▸ TASK TO COMPLETE:
Which lines of the data contain the string "wooden"? Show each of them.
★ ★ ★ ★
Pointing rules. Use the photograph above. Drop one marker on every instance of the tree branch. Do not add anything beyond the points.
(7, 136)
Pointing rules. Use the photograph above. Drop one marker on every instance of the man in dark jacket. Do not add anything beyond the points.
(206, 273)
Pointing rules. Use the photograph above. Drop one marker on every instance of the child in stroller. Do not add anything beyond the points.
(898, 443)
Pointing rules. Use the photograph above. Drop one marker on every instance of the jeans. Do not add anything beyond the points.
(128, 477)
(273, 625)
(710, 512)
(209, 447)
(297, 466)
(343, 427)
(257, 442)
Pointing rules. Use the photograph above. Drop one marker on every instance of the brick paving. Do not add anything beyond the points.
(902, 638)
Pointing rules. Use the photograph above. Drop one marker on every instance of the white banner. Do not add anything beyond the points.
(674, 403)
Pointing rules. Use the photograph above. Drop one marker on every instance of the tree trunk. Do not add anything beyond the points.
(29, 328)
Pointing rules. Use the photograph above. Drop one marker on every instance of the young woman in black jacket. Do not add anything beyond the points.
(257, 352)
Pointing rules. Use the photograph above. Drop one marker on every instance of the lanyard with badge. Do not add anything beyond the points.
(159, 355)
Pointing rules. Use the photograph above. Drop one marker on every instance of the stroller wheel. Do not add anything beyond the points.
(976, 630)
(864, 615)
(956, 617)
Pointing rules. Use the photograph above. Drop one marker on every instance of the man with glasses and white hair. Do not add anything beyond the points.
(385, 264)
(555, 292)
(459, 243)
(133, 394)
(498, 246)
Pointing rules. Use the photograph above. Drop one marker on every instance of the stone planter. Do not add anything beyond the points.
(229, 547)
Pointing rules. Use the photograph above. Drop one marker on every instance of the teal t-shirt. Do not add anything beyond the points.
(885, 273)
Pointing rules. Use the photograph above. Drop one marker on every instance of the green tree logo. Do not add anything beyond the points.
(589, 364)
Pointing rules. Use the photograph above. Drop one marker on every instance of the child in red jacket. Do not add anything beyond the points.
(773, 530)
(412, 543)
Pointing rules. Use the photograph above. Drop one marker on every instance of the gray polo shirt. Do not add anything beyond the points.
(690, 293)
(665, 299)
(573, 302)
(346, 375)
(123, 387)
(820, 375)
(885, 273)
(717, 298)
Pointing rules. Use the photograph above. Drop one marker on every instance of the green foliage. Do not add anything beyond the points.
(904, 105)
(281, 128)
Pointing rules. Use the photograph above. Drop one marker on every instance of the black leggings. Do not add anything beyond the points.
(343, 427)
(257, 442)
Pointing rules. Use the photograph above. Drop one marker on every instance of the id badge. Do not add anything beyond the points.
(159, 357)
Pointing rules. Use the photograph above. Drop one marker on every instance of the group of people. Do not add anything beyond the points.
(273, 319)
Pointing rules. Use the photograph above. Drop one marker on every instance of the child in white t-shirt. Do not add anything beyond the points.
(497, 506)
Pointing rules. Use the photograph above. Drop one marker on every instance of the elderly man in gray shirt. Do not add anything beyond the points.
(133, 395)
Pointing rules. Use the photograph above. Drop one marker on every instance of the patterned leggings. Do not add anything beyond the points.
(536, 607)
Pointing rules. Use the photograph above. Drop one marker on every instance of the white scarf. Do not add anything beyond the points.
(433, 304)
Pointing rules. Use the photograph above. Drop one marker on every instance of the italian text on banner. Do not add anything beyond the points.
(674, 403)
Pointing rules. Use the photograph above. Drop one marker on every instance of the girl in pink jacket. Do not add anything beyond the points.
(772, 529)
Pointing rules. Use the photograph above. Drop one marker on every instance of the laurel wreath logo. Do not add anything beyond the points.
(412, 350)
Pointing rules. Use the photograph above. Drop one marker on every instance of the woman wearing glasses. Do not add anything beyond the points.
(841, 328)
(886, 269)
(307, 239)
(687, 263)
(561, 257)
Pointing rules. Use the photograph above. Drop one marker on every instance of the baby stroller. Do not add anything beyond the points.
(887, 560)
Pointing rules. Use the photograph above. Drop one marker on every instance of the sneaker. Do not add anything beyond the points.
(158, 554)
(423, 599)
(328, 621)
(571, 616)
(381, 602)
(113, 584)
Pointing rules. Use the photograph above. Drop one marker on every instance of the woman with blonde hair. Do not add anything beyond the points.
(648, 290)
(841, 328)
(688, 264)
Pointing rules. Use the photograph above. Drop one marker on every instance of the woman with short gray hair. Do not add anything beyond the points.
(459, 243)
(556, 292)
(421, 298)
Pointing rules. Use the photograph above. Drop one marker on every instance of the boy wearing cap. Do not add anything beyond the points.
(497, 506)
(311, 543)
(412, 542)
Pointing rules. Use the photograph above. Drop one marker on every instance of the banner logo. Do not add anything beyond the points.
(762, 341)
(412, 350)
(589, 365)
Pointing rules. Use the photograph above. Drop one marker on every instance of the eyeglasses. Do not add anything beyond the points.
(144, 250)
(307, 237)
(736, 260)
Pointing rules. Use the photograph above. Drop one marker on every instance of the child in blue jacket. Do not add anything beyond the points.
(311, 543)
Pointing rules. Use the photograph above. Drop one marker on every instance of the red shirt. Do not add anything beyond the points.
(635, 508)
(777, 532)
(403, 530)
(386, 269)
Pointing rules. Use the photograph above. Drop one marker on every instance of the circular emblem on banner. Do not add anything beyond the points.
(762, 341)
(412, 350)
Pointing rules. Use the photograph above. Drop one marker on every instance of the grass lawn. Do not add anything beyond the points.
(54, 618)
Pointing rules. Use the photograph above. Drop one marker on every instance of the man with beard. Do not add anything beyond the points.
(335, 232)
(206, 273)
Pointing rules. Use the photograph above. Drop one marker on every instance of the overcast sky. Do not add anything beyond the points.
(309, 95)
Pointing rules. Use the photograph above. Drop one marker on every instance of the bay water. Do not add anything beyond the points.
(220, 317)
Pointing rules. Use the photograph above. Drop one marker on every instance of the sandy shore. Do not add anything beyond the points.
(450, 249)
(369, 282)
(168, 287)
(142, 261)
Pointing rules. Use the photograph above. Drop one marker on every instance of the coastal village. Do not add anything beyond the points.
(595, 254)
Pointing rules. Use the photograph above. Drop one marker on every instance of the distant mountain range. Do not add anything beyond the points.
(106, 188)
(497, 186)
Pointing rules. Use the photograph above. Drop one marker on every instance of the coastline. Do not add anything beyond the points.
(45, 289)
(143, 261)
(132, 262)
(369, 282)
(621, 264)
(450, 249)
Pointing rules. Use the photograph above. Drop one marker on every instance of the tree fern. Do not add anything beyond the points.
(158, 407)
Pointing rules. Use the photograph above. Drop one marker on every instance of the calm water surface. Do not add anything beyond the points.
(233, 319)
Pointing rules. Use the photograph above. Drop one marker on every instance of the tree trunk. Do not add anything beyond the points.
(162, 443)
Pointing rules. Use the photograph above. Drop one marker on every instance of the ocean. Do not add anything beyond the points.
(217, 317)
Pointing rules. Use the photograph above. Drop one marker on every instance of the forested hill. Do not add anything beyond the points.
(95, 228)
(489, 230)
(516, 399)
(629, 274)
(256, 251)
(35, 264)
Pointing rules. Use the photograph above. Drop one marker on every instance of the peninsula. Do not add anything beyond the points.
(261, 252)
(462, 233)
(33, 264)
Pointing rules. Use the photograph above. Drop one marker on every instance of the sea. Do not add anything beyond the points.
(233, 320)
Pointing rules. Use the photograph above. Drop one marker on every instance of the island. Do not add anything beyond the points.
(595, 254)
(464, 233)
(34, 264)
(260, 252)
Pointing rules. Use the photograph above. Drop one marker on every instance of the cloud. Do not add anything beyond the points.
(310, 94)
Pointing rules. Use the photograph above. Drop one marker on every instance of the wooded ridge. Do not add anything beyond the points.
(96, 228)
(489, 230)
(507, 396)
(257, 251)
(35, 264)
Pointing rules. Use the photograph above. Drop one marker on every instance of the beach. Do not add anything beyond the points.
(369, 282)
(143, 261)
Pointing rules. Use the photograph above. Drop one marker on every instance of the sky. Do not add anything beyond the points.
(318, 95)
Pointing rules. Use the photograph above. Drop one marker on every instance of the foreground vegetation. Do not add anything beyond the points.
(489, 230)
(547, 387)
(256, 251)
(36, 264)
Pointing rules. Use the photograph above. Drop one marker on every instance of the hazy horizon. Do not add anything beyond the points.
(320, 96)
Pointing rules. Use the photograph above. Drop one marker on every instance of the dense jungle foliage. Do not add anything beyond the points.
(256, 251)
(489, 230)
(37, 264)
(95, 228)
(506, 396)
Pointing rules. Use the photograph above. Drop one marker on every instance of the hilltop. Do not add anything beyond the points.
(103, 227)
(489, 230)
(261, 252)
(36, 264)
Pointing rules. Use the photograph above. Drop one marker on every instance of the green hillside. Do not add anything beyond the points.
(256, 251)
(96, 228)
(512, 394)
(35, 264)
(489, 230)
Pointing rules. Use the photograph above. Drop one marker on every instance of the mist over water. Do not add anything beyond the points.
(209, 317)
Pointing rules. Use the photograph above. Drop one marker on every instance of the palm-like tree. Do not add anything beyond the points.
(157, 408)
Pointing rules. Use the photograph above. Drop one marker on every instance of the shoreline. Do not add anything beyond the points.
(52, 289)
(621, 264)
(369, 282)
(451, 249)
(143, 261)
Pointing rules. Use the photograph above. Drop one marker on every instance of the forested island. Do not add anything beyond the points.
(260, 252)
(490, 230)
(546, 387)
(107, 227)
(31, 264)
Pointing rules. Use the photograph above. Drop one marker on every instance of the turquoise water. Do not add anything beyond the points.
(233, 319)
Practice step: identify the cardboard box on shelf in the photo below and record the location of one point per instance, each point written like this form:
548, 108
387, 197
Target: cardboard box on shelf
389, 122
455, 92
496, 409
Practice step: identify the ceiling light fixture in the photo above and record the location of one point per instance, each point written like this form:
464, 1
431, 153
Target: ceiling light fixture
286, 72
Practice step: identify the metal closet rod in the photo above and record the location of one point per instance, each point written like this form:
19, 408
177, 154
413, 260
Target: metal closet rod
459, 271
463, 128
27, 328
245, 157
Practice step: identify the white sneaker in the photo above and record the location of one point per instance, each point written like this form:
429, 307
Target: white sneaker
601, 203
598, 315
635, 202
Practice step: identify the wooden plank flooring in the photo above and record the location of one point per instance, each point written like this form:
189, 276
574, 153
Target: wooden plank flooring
★ ★ ★ ★
▸ RESPONSE:
Practice step: identify the wooden plank flooring in the photo above and record the location of one point per instance, each point written like this form:
Target: wooden plank flooring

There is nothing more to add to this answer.